EXTRACTED RECORDS
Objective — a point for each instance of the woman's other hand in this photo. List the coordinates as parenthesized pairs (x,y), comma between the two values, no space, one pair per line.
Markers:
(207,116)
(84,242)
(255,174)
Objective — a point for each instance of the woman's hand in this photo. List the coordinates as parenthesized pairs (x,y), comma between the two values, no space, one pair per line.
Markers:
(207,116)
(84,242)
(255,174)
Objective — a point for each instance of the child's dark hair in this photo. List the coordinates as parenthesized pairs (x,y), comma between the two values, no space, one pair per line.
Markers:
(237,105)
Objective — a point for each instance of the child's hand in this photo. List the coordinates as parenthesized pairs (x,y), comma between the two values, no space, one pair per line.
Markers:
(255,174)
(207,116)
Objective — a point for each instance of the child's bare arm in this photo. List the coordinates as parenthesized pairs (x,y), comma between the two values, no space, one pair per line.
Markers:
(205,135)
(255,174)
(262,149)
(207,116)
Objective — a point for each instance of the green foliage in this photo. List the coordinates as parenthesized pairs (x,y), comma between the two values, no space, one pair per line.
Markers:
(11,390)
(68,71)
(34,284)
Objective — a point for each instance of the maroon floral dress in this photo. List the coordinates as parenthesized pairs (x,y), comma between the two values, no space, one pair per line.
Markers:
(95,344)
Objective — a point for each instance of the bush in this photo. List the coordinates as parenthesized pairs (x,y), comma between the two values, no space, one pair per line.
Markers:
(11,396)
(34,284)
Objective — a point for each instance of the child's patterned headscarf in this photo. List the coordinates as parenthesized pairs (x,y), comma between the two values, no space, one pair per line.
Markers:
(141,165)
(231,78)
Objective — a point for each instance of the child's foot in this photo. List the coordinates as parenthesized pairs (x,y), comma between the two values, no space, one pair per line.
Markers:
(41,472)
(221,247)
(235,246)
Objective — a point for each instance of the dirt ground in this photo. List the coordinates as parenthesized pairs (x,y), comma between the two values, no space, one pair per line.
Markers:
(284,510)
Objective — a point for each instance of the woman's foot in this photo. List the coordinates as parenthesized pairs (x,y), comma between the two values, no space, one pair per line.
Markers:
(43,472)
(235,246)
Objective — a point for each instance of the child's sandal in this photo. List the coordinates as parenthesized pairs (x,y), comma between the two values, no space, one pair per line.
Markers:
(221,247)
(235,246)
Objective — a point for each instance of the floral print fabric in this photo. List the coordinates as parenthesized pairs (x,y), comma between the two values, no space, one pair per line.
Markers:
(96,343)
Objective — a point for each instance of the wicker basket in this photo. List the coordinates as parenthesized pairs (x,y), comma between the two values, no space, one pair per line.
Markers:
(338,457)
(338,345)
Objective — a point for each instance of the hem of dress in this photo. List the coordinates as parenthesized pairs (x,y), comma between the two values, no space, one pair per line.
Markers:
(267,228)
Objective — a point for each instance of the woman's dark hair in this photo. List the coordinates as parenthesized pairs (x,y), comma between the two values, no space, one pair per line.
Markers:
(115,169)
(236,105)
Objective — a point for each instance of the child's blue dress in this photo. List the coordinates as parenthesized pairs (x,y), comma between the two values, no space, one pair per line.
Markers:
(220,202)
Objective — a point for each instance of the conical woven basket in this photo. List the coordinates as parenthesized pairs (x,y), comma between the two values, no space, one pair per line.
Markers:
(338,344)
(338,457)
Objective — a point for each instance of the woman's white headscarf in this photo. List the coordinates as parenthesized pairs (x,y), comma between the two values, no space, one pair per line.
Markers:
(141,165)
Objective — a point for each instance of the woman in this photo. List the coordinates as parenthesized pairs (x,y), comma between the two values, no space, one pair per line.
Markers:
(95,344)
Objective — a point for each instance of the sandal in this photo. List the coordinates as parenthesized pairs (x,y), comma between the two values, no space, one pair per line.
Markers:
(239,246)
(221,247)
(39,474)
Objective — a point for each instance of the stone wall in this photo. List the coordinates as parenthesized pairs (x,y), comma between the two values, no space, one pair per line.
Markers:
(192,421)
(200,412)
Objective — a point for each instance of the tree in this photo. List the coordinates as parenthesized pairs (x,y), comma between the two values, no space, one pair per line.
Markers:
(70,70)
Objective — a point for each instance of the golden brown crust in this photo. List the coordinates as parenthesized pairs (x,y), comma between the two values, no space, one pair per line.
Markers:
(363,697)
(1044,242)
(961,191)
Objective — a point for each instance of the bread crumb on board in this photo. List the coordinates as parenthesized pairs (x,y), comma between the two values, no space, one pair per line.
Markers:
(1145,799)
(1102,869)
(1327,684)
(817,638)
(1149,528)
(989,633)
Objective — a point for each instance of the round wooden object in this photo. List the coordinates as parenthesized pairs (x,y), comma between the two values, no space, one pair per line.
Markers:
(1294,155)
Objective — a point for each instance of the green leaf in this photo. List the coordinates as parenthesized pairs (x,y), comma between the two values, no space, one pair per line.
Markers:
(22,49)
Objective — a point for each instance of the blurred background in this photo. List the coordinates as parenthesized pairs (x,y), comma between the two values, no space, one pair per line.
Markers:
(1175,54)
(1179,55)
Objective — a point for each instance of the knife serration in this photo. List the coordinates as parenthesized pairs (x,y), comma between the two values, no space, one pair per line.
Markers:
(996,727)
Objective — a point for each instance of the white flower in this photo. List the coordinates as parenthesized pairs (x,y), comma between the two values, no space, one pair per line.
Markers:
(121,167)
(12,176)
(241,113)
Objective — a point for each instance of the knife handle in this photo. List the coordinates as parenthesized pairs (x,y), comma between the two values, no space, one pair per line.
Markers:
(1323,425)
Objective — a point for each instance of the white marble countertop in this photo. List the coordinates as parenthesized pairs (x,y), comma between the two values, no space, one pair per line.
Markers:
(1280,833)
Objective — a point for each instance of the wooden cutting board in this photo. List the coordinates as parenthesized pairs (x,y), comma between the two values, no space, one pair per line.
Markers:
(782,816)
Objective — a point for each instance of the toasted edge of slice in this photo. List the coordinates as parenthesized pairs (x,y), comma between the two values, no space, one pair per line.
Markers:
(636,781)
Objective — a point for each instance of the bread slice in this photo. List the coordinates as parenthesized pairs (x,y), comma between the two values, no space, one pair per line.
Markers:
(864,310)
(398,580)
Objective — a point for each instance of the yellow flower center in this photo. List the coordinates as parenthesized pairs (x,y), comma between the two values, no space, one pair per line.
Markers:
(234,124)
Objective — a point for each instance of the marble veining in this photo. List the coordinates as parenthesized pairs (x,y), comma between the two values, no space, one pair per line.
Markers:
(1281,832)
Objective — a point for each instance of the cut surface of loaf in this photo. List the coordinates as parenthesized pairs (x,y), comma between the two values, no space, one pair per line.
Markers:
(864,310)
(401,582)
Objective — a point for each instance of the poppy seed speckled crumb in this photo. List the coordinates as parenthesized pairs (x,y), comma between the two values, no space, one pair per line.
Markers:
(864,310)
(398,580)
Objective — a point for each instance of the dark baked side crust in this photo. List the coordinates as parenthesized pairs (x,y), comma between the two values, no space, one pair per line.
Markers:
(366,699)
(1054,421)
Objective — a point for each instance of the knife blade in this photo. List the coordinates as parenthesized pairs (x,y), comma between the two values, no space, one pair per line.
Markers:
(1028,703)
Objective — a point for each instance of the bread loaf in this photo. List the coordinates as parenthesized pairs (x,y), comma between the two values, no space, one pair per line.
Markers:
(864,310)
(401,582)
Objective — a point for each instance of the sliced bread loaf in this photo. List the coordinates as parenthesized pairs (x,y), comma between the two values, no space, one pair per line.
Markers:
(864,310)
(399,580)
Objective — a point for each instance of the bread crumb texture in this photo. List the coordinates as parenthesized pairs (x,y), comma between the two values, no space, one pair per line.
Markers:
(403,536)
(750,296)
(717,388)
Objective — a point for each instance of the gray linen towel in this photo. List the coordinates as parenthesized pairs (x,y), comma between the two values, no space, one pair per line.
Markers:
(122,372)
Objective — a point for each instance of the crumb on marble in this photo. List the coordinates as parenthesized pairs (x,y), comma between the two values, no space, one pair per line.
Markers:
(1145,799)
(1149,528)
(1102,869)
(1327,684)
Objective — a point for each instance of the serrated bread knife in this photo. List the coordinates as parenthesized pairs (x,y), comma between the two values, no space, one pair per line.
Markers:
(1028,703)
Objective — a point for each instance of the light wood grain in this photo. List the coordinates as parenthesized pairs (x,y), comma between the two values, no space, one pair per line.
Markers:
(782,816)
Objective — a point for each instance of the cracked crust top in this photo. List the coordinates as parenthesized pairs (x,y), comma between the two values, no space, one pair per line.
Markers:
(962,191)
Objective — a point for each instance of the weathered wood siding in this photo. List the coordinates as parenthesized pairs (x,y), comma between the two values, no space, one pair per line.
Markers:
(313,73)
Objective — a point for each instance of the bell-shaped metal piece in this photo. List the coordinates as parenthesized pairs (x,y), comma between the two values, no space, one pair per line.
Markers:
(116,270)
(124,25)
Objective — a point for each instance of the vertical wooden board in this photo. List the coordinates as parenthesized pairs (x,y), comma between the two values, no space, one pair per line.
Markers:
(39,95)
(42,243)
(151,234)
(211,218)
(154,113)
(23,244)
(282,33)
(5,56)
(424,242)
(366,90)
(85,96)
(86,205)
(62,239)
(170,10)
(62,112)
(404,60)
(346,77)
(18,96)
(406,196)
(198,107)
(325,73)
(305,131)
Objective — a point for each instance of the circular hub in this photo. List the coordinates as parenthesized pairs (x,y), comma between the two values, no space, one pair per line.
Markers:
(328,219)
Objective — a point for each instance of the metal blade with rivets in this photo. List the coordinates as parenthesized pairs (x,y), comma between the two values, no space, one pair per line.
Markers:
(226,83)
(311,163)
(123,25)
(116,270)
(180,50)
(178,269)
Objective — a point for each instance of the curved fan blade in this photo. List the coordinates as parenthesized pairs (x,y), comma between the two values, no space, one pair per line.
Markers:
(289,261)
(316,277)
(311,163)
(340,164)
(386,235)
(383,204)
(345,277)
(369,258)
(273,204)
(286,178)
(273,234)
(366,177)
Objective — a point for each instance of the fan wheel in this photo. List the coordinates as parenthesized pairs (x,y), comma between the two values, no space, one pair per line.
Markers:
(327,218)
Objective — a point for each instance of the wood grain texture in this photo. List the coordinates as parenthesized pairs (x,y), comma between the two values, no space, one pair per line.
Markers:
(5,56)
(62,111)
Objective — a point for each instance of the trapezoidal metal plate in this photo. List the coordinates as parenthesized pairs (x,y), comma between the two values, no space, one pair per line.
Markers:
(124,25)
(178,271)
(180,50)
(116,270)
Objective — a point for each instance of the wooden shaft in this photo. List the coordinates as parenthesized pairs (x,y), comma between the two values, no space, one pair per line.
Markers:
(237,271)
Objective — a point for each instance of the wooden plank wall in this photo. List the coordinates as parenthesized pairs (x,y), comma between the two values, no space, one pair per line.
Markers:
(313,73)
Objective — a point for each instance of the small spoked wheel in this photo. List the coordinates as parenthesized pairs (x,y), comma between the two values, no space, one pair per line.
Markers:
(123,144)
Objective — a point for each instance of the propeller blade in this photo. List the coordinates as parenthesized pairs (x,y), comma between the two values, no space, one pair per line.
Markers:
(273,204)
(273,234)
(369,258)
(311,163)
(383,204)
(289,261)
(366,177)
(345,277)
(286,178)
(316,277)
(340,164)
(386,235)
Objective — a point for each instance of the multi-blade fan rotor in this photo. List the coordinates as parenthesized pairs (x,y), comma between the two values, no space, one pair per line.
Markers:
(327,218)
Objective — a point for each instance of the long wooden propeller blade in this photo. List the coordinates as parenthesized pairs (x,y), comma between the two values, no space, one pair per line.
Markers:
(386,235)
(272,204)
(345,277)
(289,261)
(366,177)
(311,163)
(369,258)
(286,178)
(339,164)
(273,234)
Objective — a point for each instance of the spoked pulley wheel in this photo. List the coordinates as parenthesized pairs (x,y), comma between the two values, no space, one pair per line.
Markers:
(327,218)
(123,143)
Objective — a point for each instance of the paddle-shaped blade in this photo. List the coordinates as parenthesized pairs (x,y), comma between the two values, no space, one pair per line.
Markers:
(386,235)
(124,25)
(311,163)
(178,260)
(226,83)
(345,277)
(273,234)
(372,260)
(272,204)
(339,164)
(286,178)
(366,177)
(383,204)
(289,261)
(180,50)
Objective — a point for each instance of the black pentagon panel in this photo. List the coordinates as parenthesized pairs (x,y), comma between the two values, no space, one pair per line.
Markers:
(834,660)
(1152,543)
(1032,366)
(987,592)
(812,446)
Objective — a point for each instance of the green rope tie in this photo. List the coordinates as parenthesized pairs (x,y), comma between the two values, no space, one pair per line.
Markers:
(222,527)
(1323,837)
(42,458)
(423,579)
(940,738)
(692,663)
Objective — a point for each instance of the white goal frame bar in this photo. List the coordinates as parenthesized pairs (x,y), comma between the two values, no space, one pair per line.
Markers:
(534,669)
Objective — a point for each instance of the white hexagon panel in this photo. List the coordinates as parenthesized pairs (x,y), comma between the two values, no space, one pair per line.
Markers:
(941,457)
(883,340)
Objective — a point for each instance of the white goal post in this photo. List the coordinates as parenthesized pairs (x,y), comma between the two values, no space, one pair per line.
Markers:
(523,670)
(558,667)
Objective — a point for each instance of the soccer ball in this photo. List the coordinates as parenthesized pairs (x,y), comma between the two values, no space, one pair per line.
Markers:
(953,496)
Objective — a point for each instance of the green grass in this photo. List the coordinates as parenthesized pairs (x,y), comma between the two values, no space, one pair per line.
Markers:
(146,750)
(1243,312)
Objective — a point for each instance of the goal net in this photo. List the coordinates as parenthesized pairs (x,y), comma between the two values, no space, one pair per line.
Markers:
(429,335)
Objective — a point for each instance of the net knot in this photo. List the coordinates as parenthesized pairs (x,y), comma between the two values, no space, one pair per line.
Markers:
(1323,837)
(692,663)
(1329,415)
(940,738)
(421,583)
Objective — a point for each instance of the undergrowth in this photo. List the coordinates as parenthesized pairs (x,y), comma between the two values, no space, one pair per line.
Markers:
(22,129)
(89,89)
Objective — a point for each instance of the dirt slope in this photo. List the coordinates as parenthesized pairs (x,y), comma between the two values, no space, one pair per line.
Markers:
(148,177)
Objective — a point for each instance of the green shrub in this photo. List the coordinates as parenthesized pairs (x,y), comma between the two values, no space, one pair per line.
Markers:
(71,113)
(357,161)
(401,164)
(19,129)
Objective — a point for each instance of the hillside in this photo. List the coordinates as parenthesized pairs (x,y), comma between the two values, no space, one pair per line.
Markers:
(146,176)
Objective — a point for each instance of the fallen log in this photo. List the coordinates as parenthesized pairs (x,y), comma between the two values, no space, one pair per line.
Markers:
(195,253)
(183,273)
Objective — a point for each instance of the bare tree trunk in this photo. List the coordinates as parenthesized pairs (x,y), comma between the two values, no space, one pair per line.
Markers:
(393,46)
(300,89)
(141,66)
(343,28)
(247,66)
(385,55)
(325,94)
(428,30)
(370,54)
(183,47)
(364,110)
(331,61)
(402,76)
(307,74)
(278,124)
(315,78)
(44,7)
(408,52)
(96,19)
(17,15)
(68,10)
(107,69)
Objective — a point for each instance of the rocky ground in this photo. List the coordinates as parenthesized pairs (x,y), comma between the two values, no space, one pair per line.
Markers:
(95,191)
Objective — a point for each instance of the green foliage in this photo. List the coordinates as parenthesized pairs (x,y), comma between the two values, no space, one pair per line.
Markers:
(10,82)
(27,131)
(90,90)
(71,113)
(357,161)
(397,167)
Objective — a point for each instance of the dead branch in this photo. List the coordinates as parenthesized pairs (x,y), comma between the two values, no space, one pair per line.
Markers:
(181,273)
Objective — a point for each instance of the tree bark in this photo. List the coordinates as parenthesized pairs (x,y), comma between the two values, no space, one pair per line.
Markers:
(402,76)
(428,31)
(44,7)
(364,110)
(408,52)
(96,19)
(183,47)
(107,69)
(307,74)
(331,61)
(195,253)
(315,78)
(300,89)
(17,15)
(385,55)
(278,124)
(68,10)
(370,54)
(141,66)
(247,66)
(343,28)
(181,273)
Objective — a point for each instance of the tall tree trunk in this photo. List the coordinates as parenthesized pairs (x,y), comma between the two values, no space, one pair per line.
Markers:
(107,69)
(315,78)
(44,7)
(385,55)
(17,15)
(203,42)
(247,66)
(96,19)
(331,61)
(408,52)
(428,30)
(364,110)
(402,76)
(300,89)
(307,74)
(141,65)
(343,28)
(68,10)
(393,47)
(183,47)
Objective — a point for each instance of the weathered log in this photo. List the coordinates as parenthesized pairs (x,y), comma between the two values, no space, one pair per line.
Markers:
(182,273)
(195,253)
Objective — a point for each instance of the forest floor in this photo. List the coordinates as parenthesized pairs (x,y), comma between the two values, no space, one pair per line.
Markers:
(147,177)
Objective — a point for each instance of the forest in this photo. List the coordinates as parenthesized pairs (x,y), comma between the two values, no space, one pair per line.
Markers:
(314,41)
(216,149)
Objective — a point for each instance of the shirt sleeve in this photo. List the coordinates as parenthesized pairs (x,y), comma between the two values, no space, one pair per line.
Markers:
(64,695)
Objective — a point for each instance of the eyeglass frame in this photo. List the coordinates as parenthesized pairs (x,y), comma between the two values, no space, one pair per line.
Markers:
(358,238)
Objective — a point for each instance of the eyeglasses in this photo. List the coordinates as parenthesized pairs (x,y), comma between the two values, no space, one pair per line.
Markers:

WHAT IS BEING ASKED
Give back exactly the lines beginning at the one with "Objective — a point for each instance of the tall" and ending at the final line of the material; both boundary lines belong in it.

SOLUTION TO THE PROBLEM
Objective — a point for each instance of the tall tree trunk in this photo. List the coordinates as parenthesized pairs (x,y), comma between the two values, no space, one pair per line.
Markers:
(107,69)
(315,78)
(44,7)
(385,55)
(17,15)
(203,42)
(247,66)
(96,19)
(331,61)
(408,52)
(428,30)
(364,110)
(402,76)
(300,89)
(307,74)
(141,65)
(343,28)
(68,10)
(393,47)
(183,47)
Objective — a point for each instance of the weathered log in this photo. List the coordinates as parenthesized pairs (x,y), comma between the two values, no space, one pair per line.
Markers:
(182,273)
(195,253)
Objective — a point for each instance of the forest floor in this photo. List the coordinates as parenthesized pairs (x,y), comma between the two values, no space, one pair per line.
Markers:
(147,177)
Objective — a point for each instance of the forest in this photo. List the coordinates as parenthesized pairs (x,y), comma between the two values, no space, one pair per line.
Markers:
(314,41)
(216,149)
Objective — a point for each instance of the shirt sleeve in this photo. List the coordinates as parenthesized pairs (x,y), comma between the two values, no space, one pair per line.
Markers:
(64,695)
Objective — a point for each instance of the eyeglass frame in this photo. List the coordinates as parenthesized pairs (x,y), comma between the two values, no space, one pair per line.
Markers:
(358,238)
Objective — a point for each instance of the eyeglasses in this photo. List the coordinates as parenthesized pairs (x,y), comma between the two values, no space, one pair per line.
Markers:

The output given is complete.